Five Big Ideas That Came Out Of Tech Data’s Tech Select Conference

Tech Data Tech Select Partner Conference

Tech Data’s partner conference in San Antonio this week brought together the distribution powerhouse’s best and brightest to talk with MSPs about services the company offers to build their business, as well as various trends that impact MSPs.

In several interviews with CRN, Tech Data leadership reiterated that they are a solutions provider, for solution providers. Whether the MSP has needs in security, cloud, mobile, or IoT, Tech Data wants to be their first point of contact.

This week, the company announced three new solution programs – part of the company’s overall push to help MSPs make the big technology transitions they will need to be competitive. Tech Data unveiled two Cisco-based products aimed at simplifying the digital demands of customers in the health care vertical as well as those customers that have several branch locations within their business. The company also announced its new Tech-as-a-Service for Advanced Solutions, which allows partners and end users to bundle data center hardware, software and services into a consumption-based pricing model in which end users pay only according to the resources used. The company is now also offering its Cloud Practice Builder program to partners via an online portal.

Here are five big ideas to come out of the conference, according to company executives.

More Solutions For More Partners

Marty Bauerlein, senior vice president of U.S. sales:

“Tech Data has made a tremendous amount of investments over the last year and a half in skills and capabilities. And we’re putting our money where our mouth is. So, this is, from a differentiated value standpoint, industry leading. We have a dedicated headcount to our next-gen technology attack on the market. It’s really to help our solution providers get better. It’s around Iot, security, cloud, mobility and security.

We’re a bank. We a logistics company, but now we’re a solutions company. We’re going to keep pressing that in market. We’re going to keep putting our money where our mouth is. We’re laying the dollars out and we’re making big investments into our customer communities. This isn’t a head fake.”

Partners Must Move Faster To Catch Up With Where Tech Is Going

Marc McClure, senior vice president of U.S. commercial sales:

“Everything we’re doing here is geared around that whole enablement message, because right now, this industry is moving fast, but I don’t think the partner base is moving as fast as it could to adopt the change and move into these newer technologies.

So folks that are clinging to that legacy platform, second-platform business and riding that wave down, its just going to see further compression on margin. So while some are going to be perfectly comfortable with that and we’ll certainly support them any way we can. We need to get more partners who are going to go out and push, towards driving these news technologies.

______________________________

Can you copy the part of the Tech Data conference article above word for word, beginning with the words "This week, the" and stopping after "to company executives."?

• COLLECTED MATERIAL:
______________________________

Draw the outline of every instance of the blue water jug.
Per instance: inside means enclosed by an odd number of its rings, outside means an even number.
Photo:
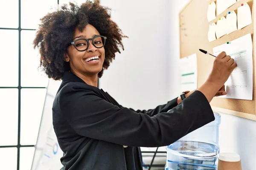
[[[166,170],[217,170],[221,115],[214,113],[214,121],[166,147]]]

______________________________

• TASK ANSWER:
This week, the company announced three new solution programs – part of the company’s overall push to help MSPs make the big technology transitions they will need to be competitive. Tech Data unveiled two Cisco-based products aimed at simplifying the digital demands of customers in the health care vertical as well as those customers that have several branch locations within their business. The company also announced its new Tech-as-a-Service for Advanced Solutions, which allows partners and end users to bundle data center hardware, software and services into a consumption-based pricing model in which end users pay only according to the resources used. The company is now also offering its Cloud Practice Builder program to partners via an online portal.

Here are five big ideas to come out of the conference, according to company executives.